Title: Deadly Detention

Author: Eric Weiner

Published: June 1994

Tagline: Just pray you’re not kept after school . . .

Description: When it comes to punishment, no one dishes it out the way Harrison High’s Mr. Crowley does. But there’s something even weirder than usual going on today. No one knows that better than the six juniors and seniors who are being kept after school. The doors are padlocked. All the windows are covered with wire mesh. And the phone wires have been cut. No one can get in – or out.

And somewhere along the dark and deserted hallways of Harrison High, a sadistic madman lurks . . . waiting to administer his special brand of discipline.

The fatal kind . . .

Nostalgia Time!


It’s still sort of back to school time, so how about a book about teenagers in detention getting killed off one-by-one?

This book came out right before I turned thirteen. I remember reading it when I was about 13 or 14, so that tracks. I’ve been wanting to do this one for a while, because I remember really liking it. That’s not to say it’s good. It’s probably not. If I remember correctly, the motive for murder is incredibly stupid. There’s a very stereotypical fat character, along with plenty of fat-shaming. Hell, the back-of-book description is telling us all about a madman – crazy for crazy’s sake, apparently. So, you know, mental health done well.

Still, I apparently liked this book enough at some point to read it several times – the spine of my book is nearly destroyed. So, let’s revisit this one, shall we?
•••
The tasks:
A - In the Deadly Detention post, how many students are kept after school?
B - From the Deadly Detention post, duplicate the stretch from "Author: Eric Weiner" through "fatal kind . . .".

Provided material:
•••
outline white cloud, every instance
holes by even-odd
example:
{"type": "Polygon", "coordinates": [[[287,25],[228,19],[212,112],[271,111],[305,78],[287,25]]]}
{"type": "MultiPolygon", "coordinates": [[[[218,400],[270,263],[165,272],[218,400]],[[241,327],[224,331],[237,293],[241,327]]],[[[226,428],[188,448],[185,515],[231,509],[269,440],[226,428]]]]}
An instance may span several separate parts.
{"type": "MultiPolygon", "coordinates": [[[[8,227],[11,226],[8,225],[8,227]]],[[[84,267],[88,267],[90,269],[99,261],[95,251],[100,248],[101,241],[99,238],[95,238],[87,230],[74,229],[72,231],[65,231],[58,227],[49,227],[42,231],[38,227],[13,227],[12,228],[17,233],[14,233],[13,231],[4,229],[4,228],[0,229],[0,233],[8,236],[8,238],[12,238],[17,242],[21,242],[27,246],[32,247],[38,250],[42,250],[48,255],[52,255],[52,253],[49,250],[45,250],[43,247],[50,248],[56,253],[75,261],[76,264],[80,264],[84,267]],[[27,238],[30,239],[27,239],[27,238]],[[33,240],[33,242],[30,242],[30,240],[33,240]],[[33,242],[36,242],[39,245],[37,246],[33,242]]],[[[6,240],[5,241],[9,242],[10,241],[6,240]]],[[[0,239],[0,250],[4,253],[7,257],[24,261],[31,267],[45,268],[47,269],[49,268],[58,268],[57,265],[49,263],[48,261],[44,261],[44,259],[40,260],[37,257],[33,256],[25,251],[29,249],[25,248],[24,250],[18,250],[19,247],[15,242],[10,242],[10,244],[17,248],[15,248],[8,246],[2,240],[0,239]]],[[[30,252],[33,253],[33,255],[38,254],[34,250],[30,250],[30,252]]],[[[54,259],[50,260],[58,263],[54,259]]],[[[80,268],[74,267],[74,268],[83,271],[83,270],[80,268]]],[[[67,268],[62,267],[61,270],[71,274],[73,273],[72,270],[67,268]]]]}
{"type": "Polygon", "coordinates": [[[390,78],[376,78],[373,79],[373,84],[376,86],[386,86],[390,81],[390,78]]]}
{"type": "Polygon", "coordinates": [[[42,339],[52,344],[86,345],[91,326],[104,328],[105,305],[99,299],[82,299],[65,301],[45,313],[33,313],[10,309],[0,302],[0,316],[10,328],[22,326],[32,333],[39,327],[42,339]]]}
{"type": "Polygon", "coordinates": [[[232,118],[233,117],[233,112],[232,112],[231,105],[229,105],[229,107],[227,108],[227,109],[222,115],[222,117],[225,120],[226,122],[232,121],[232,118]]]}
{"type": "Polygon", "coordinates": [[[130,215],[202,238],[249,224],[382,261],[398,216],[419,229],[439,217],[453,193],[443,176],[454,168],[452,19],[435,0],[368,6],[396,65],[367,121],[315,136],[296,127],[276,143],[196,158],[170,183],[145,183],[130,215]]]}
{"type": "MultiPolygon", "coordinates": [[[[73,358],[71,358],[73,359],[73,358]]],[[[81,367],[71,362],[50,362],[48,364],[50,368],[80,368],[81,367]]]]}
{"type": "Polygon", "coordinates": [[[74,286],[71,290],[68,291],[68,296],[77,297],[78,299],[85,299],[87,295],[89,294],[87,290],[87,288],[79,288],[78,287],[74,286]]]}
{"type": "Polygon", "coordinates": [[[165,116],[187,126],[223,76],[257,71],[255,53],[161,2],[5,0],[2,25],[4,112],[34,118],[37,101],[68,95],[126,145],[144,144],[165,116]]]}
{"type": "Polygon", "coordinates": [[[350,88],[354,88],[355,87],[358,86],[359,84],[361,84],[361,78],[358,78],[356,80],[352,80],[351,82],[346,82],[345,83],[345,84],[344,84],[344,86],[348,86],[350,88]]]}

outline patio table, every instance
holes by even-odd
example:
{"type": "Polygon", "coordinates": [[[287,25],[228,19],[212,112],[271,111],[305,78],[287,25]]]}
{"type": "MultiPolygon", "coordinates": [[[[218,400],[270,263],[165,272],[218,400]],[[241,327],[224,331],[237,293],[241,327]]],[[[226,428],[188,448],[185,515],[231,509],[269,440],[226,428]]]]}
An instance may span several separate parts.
•••
Set of answers:
A - Six juniors and seniors.

B -
Author: Eric Weiner

Published: June 1994

Tagline: Just pray you’re not kept after school . . .

Description: When it comes to punishment, no one dishes it out the way Harrison High’s Mr. Crowley does. But there’s something even weirder than usual going on today. No one knows that better than the six juniors and seniors who are being kept after school. The doors are padlocked. All the windows are covered with wire mesh. And the phone wires have been cut. No one can get in – or out.

And somewhere along the dark and deserted hallways of Harrison High, a sadistic madman lurks . . . waiting to administer his special brand of discipline.

The fatal kind . . .